• **Provided data**:

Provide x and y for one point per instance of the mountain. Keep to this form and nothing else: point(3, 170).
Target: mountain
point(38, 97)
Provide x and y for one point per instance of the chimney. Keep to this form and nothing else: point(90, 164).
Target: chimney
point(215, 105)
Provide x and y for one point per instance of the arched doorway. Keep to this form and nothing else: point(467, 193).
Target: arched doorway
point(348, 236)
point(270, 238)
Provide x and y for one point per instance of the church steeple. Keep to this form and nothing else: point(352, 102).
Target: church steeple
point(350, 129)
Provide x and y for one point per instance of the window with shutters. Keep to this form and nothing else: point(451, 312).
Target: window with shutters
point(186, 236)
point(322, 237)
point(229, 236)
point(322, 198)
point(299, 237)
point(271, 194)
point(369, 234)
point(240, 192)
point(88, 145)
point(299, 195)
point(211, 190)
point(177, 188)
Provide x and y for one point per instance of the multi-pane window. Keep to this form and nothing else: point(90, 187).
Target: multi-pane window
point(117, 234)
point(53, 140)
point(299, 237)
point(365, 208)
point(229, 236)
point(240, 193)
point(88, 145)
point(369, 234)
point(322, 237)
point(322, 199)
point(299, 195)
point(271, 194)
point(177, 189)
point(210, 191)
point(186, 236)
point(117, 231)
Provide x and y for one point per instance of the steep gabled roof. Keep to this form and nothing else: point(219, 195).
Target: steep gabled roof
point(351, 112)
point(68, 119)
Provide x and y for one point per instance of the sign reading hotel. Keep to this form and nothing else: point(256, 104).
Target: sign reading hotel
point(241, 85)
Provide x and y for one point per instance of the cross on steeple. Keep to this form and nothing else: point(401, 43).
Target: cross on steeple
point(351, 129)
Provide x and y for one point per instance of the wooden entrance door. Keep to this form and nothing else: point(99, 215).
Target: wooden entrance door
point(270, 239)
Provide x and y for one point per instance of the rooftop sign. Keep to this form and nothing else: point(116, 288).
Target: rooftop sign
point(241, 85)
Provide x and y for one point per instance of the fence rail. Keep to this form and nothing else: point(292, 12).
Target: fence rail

• **Task prompt**: Could you express the lines from the one containing "else: point(116, 288)." through the end of the material as a numbered list, skipping any blank lines?

• **Task solution**:
1. Provide x and y for one point per instance of the rooftop sign. Keep to this form and nothing else: point(116, 288).
2. Target: rooftop sign
3. point(241, 85)
4. Provide x and y for one point per instance of the fence rail. Keep to this form and nothing else: point(292, 12).
5. Target: fence rail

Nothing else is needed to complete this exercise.